### WRITTEN PROBLEM
Transcribe the listing exactly, leaving out every picture.

-------------------------

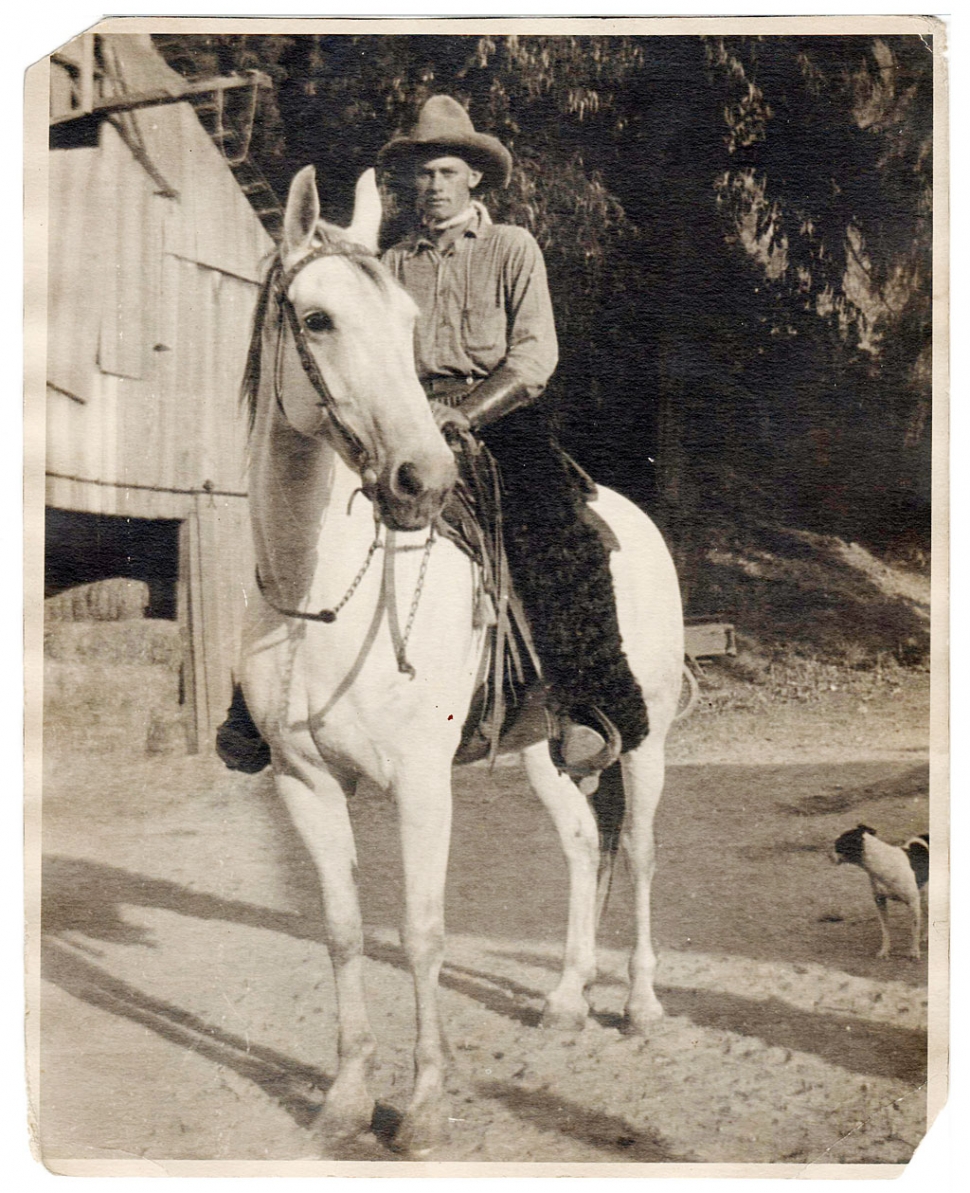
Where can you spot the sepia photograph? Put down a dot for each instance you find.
(485, 478)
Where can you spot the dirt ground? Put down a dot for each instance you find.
(187, 1000)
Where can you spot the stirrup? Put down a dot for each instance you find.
(581, 750)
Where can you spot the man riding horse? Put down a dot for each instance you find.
(485, 350)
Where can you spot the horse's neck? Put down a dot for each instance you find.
(300, 492)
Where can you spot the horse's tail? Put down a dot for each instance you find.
(609, 804)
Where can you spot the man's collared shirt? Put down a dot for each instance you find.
(483, 301)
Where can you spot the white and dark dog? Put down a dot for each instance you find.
(897, 872)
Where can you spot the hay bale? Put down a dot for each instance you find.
(149, 642)
(105, 600)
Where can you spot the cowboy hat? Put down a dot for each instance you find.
(444, 124)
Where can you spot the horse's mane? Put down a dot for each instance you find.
(326, 235)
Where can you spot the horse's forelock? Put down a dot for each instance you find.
(326, 235)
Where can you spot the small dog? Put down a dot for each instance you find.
(895, 872)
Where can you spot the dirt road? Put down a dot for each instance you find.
(187, 1006)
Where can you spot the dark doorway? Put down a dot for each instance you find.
(82, 548)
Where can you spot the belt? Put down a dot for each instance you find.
(449, 390)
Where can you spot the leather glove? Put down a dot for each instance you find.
(498, 395)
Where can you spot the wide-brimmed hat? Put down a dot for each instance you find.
(444, 124)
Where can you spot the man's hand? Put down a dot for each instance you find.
(449, 416)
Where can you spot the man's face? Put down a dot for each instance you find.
(443, 187)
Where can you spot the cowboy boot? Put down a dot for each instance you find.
(239, 742)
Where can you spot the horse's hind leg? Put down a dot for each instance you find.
(424, 804)
(567, 1007)
(317, 805)
(643, 780)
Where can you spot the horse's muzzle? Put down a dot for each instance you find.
(411, 493)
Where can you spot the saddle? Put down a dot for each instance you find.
(508, 710)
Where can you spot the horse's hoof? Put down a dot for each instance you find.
(641, 1019)
(564, 1019)
(338, 1131)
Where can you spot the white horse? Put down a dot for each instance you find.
(360, 661)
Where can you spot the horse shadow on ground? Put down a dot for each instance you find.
(864, 1046)
(85, 897)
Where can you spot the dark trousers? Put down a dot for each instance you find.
(561, 569)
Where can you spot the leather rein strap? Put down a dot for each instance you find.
(284, 279)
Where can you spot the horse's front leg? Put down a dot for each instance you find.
(567, 1007)
(424, 804)
(317, 805)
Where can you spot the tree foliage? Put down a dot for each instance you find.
(737, 233)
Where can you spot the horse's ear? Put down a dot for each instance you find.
(302, 211)
(366, 211)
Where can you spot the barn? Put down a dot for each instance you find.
(158, 228)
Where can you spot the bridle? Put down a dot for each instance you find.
(279, 283)
(280, 280)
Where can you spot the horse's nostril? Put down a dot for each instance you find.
(409, 481)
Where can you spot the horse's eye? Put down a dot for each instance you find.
(317, 321)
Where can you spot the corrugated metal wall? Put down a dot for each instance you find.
(155, 258)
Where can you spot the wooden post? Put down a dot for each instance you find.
(87, 72)
(190, 662)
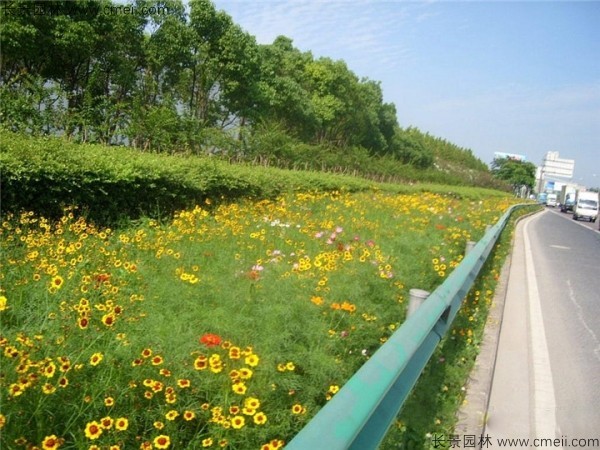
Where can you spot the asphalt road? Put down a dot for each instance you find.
(566, 256)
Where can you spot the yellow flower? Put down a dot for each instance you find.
(96, 358)
(172, 415)
(162, 441)
(51, 443)
(260, 418)
(93, 430)
(252, 360)
(238, 422)
(239, 388)
(121, 424)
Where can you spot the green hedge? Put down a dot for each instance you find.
(110, 184)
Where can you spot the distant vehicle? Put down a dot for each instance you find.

-------------------------

### ANSWER TO THIS PROBLEM
Where can you spot the sepia photograph? Put down a dot for each instance you find.
(485, 478)
Where can you spot the dirt ground? Put down a dot for each instance you find.
(187, 1000)
Where can you spot the stirrup? Put down a dot for each instance you find.
(581, 750)
Where can you spot the man riding horse? Put down a dot for each instance you find.
(485, 350)
Where can you spot the horse's neck? Put down a dot for each instance you find.
(300, 492)
Where can you spot the horse's tail? Put down a dot for each instance you find.
(609, 804)
Where can you spot the man's collared shirt? Put down a dot for each instance you find.
(483, 301)
Where can you spot the white and dark dog? Put down a dot for each instance you find.
(897, 872)
Where can you spot the hay bale? Put down a dot for each instance you find.
(149, 642)
(105, 600)
Where can you spot the cowboy hat? Put down a dot for each instance you find.
(444, 124)
Where can you spot the horse's mane? Put down a dot for each instance you find.
(326, 235)
Where can you spot the horse's forelock? Put down a dot for each instance you find.
(326, 235)
Where can you spot the small dog? Put down a dot for each instance you find.
(895, 872)
Where can you spot the dirt road? Put down a dot for each instance you find.
(187, 1006)
Where can you spot the dark doorway? Put down a dot for each instance you find.
(82, 548)
Where can you spot the belt? Put down a dot for each instance you find.
(449, 390)
Where can you spot the leather glove? Put down a dot for each instance you find.
(498, 395)
Where can you spot the wide-brimmed hat? Put down a dot for each instance you find.
(444, 124)
Where can you spot the man's hand? Put down a dot for each instance you find.
(449, 416)
Where can you spot the man's face? Put down a dot for each instance you find.
(443, 187)
Where can you spot the cowboy boot? Put down a dot for each instance you find.
(239, 742)
Where can you spot the horse's hind leg? Put down a dot for each instance you find.
(424, 804)
(567, 1007)
(317, 805)
(643, 780)
Where can you spot the horse's muzzle? Put down a dot for each instance you find.
(411, 493)
Where can you spot the saddle? Put down a dot for each instance you find.
(508, 710)
Where can you spot the horse's hoof? Put down a dot for each instance you find.
(641, 1019)
(564, 1019)
(338, 1131)
Where can you spot the white horse? Put down a dot for each instance you find.
(360, 661)
Where can you spot the horse shadow on ground? Put down a dot for each instance you find.
(864, 1046)
(85, 897)
Where can you spot the dark trousers? Put down a dot for each instance you find.
(561, 569)
Where can you spot the leather rein strap? Put down a dot for each instance you find.
(284, 279)
Where can you spot the horse's front leg? Put down a dot for each instance you find.
(567, 1007)
(424, 804)
(317, 805)
Where can you spot the tree foliage? Put down a dot for each instance you find.
(737, 233)
Where can you spot the horse's ear? Put down a dot for each instance you find.
(302, 211)
(366, 211)
Where can you spot the barn? Put down a dot for each instance you find.
(158, 228)
Where can you spot the bridle? Put down a dot for each instance you find.
(279, 283)
(280, 280)
Where can you spot the horse's nostril? Put down a dot for each instance you find.
(409, 481)
Where can you spot the horse's eye? Put down a dot for each instance you find.
(317, 321)
Where can you spot the corrugated metal wall? Put down a dot for each instance you find.
(155, 258)
Where can you spot the wooden post? Put down a dot for each instance you find.
(87, 72)
(190, 662)
Where can you spot the asphalt road? Put down a dot for each instance you find.
(566, 256)
Where can you spot the yellow flower? Put down a dot for each instance you find.
(96, 358)
(172, 415)
(162, 441)
(51, 443)
(260, 418)
(93, 430)
(252, 360)
(238, 422)
(239, 388)
(121, 424)
Where can you spot the green hedge? Put down a dot for each instance you find.
(110, 184)
Where can you spot the distant vehicle? Put down a dot for each instance you find.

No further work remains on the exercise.